→ **Problem to work on**
Extend the passage below about Bouldin's life and career, picking up right after its last sentence.

→ **Excerpted passage**

* * * * * * * * *

In 1853 Bouldin purchased a plantation on Staunton River formerly owned by John Randolph of Roanoke, so moved back to Charlotte County to practice law. He also practiced in nearby Halifax and Mecklenburg Counties. By 1860, Bouldin owned real estate valued at $50,000 and personal property, including more than 69 enslaved people in Charlotte County, worth about $6500.

==American Civil War==

Elected to the Virginia Secession Convention of 1861, Boulden participated actively in the debate, initially stating that he favored remaining in the Union, but also introduced a resolution that any attempt by the U.S. to collect revenue or reclaim military installations in any seceding state would amount to starting a war in which Virginia would "sustain the seceded States". Thus he voted for secession during both the vote of April 4, 1861 (when it was defeated), and on April 16, 1861, which resolution passed. His firstborn son, also Wood Bouldin, a recent University of Virginia graduate, would suspend their legal partnership in order to become a Confederate artillery lieutenant, and served with the Staunton Hill artillery throughout the war.

During the Civil War, Charlotte County voters elected Bouldin to the Virginia House of Delegates, and he served in that part-time position throughout the war. Bouldin served on the Courts of Justice Committee throughout his legislative service, and also rose to become chairman of the powerful Finance Committee in 1863. However, when other legislators early in 1865 proposed to enlist slaves in the losing effort, Bouldin opposed the measure, and decided not to seek re-election.

==Postwar career==

After the Confederacy's defeat, Bouldin swore allegiance to the United States in May and June 1865, and resumed his legal practice. His namesake son was pardoned by U.S. President Andrew Johnson, but failed to win election to the Virginia Constitutional Convention of 1868, losing to freed slave Joseph R. Holmes. Bouldin moved back to Richmond in 1869 and practiced law with Hunter H. Marshall and his namesake son. He was present to hear the decision of the Virginia Supreme Court concerning the contested Richmond mayoral election of 1870 when the overcrowded balcony collapsed and killed sixty people and injured dozens more. Severely shocked but sustaining no serious injury, Bouldin took a short rest.

* * * * * * * * *

→ **Given records**
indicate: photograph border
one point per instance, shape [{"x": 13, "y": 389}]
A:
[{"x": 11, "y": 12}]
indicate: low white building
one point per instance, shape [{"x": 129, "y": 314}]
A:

* * * * * * * * *

→ **Output**
In 1872, Virginia legislators elected Bouldin to fill a vacant seat on the Court of Appeals but his judicial career was relatively short, since he suffered a severe stroke in mid-1875 and missed the September term (he attended the November term). His most important opinions both asserted that Virginia law, state honor and good policy required Virginia to fulfill its antebellum obligations.

==Personal life==

Bouldin married Maria Louisa Barksdale on December 22, 1837 in Charlotte County, and they had a son, Wood Bouldin (1838-1911). However, Maria died in 1839, when their son was an infant. Three years later, Boulden moved to Richmond, then remarried in 1847. His second wife, Martha Baldwin Daniel (1819-) of Lynchburg was the sister of Court of Appeals Judge William Daniel, and bore six daughters (of whom Elvina, Martha, Ann, Alice and Virginia reached adulthood), as well as four sons (of whom Charles Ellett, Briscoe Baldwin and Frank Deane Bouldin reached adulthood).

==Death and legacy==
Bouldin died at his Charlotte County home on October 10, 1876 and was buried in the family graveyard there. The Virginia Historical Society holds some of the family papers. Others are held by the University of Virginia. His former law office at 14 S. Main Street in Halifax remains, and is a contributing building in the Town of Halifax Court House Historic District. His eldest son and namesake became active in the state Democratic party and would represent Halifax at the Virginia Constitutional Convention of 1902, and play a key role in disenfranchising African Americans.